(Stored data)
☆ ☆ ☆ ☆ ☆

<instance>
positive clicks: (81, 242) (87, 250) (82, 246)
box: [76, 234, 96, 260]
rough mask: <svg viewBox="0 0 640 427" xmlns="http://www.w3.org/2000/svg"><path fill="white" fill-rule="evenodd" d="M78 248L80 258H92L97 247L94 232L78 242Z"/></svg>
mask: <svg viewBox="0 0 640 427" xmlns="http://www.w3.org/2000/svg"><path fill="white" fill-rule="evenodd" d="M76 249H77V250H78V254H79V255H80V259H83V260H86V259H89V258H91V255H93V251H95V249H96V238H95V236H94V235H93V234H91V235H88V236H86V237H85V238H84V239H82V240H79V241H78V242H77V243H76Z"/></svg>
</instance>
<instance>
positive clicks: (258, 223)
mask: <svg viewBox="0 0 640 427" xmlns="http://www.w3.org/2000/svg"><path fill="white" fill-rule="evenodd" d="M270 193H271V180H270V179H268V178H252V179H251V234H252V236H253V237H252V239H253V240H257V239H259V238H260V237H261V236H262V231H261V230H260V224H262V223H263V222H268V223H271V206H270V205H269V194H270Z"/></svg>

☆ ☆ ☆ ☆ ☆

*The task*.
Take the line with "box: [76, 234, 96, 260]" and all lines after it through the end of the records, and write them out exactly; include nothing else.

*Response area*.
box: [76, 234, 96, 260]
rough mask: <svg viewBox="0 0 640 427" xmlns="http://www.w3.org/2000/svg"><path fill="white" fill-rule="evenodd" d="M78 248L80 258H92L97 247L94 232L78 242Z"/></svg>
mask: <svg viewBox="0 0 640 427" xmlns="http://www.w3.org/2000/svg"><path fill="white" fill-rule="evenodd" d="M76 249H77V250H78V254H79V255H80V259H83V260H86V259H89V258H91V255H93V251H95V249H96V238H95V236H94V235H93V234H91V235H88V236H86V237H85V238H84V239H82V240H79V241H78V242H77V243H76Z"/></svg>
</instance>
<instance>
positive clicks: (258, 223)
mask: <svg viewBox="0 0 640 427" xmlns="http://www.w3.org/2000/svg"><path fill="white" fill-rule="evenodd" d="M270 193H271V180H270V179H268V178H252V179H251V234H252V236H253V237H252V239H253V240H257V239H259V238H260V237H261V236H262V231H261V230H260V224H262V223H263V222H268V223H271V206H270V205H269V194H270Z"/></svg>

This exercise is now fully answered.